* **Aim of the exercise**
Could you reproduce the data below, changing every "thickest part of the object" to "widest part of the object" and keeping everything else the same?

* **Data for this exercise**
┏━━

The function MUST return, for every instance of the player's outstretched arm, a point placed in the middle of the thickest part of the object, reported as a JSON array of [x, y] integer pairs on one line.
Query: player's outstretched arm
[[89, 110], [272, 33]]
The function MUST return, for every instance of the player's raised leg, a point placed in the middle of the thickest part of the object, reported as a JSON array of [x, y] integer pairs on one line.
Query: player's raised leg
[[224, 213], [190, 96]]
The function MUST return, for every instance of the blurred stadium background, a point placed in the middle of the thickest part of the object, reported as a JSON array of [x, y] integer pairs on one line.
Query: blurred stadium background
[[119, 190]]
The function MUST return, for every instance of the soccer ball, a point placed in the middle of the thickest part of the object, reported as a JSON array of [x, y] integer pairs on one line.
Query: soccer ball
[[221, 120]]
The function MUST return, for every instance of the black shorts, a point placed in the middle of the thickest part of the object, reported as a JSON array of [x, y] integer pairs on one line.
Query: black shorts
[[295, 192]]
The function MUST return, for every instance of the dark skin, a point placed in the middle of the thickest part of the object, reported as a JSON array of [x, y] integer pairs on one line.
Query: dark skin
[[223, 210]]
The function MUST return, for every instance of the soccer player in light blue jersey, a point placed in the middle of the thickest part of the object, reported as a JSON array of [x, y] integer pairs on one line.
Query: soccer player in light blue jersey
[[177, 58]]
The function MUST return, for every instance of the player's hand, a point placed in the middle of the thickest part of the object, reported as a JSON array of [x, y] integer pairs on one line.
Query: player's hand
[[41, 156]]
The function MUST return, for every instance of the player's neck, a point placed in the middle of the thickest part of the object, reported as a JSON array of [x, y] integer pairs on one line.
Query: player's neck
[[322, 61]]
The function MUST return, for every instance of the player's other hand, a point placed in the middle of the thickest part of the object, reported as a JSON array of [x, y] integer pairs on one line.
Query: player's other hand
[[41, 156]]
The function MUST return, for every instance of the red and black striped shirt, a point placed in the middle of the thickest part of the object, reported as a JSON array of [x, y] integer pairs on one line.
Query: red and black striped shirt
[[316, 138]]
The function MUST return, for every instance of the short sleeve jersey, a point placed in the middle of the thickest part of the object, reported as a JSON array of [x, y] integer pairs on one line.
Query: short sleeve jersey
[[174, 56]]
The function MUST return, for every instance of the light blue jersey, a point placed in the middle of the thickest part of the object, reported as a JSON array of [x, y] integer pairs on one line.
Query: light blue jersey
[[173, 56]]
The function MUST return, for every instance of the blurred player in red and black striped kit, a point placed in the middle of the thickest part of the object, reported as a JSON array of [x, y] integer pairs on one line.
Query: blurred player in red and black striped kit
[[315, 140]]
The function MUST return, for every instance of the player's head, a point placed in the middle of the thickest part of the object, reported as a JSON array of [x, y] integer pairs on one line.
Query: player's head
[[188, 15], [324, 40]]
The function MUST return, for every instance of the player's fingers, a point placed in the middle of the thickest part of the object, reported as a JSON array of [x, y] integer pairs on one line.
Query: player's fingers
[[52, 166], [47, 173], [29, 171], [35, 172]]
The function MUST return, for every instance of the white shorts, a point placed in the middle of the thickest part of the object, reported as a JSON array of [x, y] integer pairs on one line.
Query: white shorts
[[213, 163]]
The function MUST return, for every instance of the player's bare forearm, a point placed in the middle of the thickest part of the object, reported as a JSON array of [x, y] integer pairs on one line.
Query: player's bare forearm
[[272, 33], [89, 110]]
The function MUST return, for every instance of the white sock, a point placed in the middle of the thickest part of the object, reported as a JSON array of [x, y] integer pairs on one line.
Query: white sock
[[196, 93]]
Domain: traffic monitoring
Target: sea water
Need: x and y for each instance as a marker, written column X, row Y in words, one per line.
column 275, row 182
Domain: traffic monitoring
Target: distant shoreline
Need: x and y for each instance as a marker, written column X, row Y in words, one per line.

┗━━

* **Reply to the task**
The function MUST return, for every instance of the player's outstretched arm, a point placed in the middle of the widest part of the object, reported as a JSON array of [x, y] integer pairs on one line.
Query: player's outstretched arm
[[89, 110], [272, 33]]
The function MUST return, for every instance of the player's raised leg, a point placed in the middle of the widest part of the object, reported as a JSON array of [x, y] integer pairs on one line.
Query: player's raised leg
[[224, 213], [190, 96]]
The function MUST return, for every instance of the blurred stadium background, a point placed in the middle of the widest part of the object, reported as a JSON array of [x, y] integer pairs on one line.
Query: blurred stadium background
[[119, 190]]
The function MUST return, for every instance of the soccer ball, a point placed in the middle of the widest part of the object, reported as a JSON array of [x, y] integer pairs on one line.
Query: soccer ball
[[221, 120]]
The function MUST return, for every instance of the black shorts, a point placed in the middle of the widest part of the object, reported as a JSON array of [x, y] integer pairs on one line.
Query: black shorts
[[295, 192]]
The function MUST return, for every instance of the dark skin, a point placed in the middle of the widest part of the object, reported as a JSON array of [x, y] integer pairs on one line.
Query: dark skin
[[223, 210]]
The function MUST return, for every instance of the soccer player in light blue jersey, a point placed in the middle of the widest part of the object, reported as a JSON array of [x, y] integer pairs on one line.
Query: soccer player in light blue jersey
[[177, 58]]
The function MUST return, for every instance of the player's hand, a point placed in the middle of the widest part of the object, reported as a JSON array of [x, y] integer pairs on one line.
Query: player's hand
[[41, 156]]
The function MUST return, for every instance of the player's neck, a point placed in the middle of the widest part of the object, reported as a JSON array of [x, y] integer pairs on one line.
Query: player's neck
[[322, 61]]
The function MUST return, for every instance of the player's other hand, a point placed in the middle of the widest part of the object, reported as a JSON array of [x, y] integer pairs on one line.
Query: player's other hand
[[41, 156]]
The function MUST return, for every instance of the red and black striped shirt, a point placed in the middle of the widest part of the object, reported as a JSON array of [x, y] integer pairs on one line.
Query: red and black striped shirt
[[316, 138]]
The function MUST return, for every instance of the short sleeve jersey, a point placed in the middle of the widest part of the object, reported as a JSON array of [x, y] integer pairs on one line.
Query: short sleeve jersey
[[174, 56]]
The function MUST return, for every instance of the light blue jersey, a point placed in the middle of the widest part of the object, reported as a JSON array of [x, y] integer pairs on one line.
Query: light blue jersey
[[173, 56]]
The function MUST return, for every instance of the blurred player in red and black striped kit, a point placed in the middle of the widest part of the object, reported as a JSON array of [x, y] integer pairs on one line.
Query: blurred player in red and black striped kit
[[315, 140]]
The function MUST return, for every instance of the player's head, a point placed in the middle of the widest part of the object, reported as a JSON array of [x, y] integer pairs on one line.
Query: player's head
[[188, 15], [324, 40]]
The function MUST return, for every instance of the player's fingers, a point placed in the middle of the widest part of the object, reported as a JSON array of [x, y] integer pairs on one line.
Query: player's fingers
[[52, 166], [47, 173], [29, 171], [35, 172]]
The function MUST return, for every instance of the white shorts, a point placed in the middle of the widest part of the object, reported as a JSON array of [x, y] integer pairs on one line.
Query: white shorts
[[213, 163]]
The function MUST return, for every instance of the player's bare forearm, a point placed in the middle of the widest part of the object, reported as a JSON array of [x, y] integer pairs on one line.
Query: player's bare forearm
[[272, 33], [89, 110]]
The function MUST return, for every instance of the white sock, a point placed in the middle of the widest part of the object, reported as a JSON array of [x, y] integer pairs on one line.
Query: white sock
[[196, 93]]
Domain: traffic monitoring
Target: sea water
Need: x and y for each instance as a marker, written column X, row Y in words, one per line.
column 275, row 182
Domain: traffic monitoring
Target: distant shoreline
Need: x and y for each instance as a marker, written column X, row Y in words, one per line.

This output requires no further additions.